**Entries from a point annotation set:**

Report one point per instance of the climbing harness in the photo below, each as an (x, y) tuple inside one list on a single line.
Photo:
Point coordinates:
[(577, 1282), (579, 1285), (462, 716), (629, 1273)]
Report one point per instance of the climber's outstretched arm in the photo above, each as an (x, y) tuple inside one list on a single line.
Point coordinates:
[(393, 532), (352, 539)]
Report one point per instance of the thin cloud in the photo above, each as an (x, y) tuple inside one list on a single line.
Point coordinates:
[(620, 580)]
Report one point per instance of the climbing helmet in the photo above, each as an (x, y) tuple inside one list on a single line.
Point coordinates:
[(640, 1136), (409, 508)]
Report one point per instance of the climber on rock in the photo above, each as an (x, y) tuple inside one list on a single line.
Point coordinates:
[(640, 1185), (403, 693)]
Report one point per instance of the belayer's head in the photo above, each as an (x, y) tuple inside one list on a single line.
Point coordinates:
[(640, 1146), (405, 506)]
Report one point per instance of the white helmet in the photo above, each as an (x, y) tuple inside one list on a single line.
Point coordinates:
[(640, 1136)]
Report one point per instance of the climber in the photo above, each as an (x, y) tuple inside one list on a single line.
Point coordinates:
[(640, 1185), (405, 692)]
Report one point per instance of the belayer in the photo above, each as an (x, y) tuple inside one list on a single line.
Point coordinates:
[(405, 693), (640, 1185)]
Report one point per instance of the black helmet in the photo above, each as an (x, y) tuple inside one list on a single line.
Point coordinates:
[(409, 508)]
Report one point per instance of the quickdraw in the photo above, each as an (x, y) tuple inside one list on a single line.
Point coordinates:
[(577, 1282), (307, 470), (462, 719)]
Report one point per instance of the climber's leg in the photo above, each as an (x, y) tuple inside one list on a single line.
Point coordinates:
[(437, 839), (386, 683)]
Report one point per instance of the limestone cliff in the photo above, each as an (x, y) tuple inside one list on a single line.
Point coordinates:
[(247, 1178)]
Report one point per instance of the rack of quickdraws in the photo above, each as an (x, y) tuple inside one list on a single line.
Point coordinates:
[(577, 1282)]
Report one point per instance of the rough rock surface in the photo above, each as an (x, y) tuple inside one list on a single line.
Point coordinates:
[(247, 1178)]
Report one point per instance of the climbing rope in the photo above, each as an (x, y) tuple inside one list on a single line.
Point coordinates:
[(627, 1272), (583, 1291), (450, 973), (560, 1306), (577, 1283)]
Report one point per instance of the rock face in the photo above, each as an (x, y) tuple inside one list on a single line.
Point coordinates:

**Written exercise:**
Rewrite all of the lines above with every instance of "tuple" renamed to "pair", changing nothing else.

**Worked answer:**
Report one point per instance of the climbing harness in the photo below, each as an (x, y) pair inside one list on a single line.
Photo:
Point coordinates:
[(577, 1282), (579, 1285), (462, 716), (629, 1273)]
Report one point per instance of the climber's outstretched arm in the photo above, each as an (x, y) pair inside one list on a single line.
Point coordinates:
[(393, 532), (352, 539)]
Report one point per instance of the thin cloud in the photo above, each as an (x, y) pair inside one list on a single line.
Point coordinates:
[(620, 580)]
Report one point per instance of the climbing helmet in the photo above, each as an (x, y) pair inside one list on a single line.
Point coordinates:
[(640, 1136), (409, 508)]
Report one point per instance of the climber on rock in the photo above, each as an (x, y) pair inside one list on a single line.
Point coordinates:
[(640, 1185), (403, 693)]
Report one point per instance of the belayer's head in the photo above, each as an (x, y) pair inside one list on a single line.
Point coordinates:
[(640, 1146), (405, 506)]
Report one point per instance of the white helmet in the photo above, each as an (x, y) pair inside one list on a single line.
Point coordinates:
[(640, 1136)]
Report one point per instance of the climber in the photo above, each as an (x, y) pair inside one list on a single line.
Point coordinates:
[(640, 1185), (405, 692)]
Report one point per instance of the belayer in the photo above, each as an (x, y) pair inside one list on a single line.
Point coordinates:
[(405, 693), (640, 1185)]
Report one point per instance of the black helmet in the photo above, each as an (x, y) pair inside one list on a single line.
Point coordinates:
[(409, 508)]
Report one point per instance of the quickdraw in the photo above, each as an (x, y) pair inside one list on a single line.
Point coordinates:
[(577, 1282), (307, 470), (462, 719)]
Report one point per instance of the climber's leg in the photo above, each as an (x, y) pair inside one list on a single line.
Point coordinates:
[(437, 839), (386, 683)]
Report one point per instance of the limestone cliff in the photo above, each as an (x, y) pair inside one list on a single line.
Point coordinates:
[(247, 1178)]
Report one point per instance of the rack of quickdraws in the photo above, each as an (x, y) pair inside one list on a single line.
Point coordinates:
[(577, 1282)]
Report one point per instance of the rough rock surface in the photo above, each as an (x, y) pair inside one list on a single line.
Point coordinates:
[(247, 1178)]
Report one point per instance of the climbing rope in the photo above, each as an (x, y) pair inside one list on a single line.
Point coordinates:
[(627, 1272), (583, 1291), (450, 973), (560, 1306), (577, 1283)]
Report one point per instance of the rock face in the photo above, each as an (x, y) pair inside one list on a single line.
Point coordinates:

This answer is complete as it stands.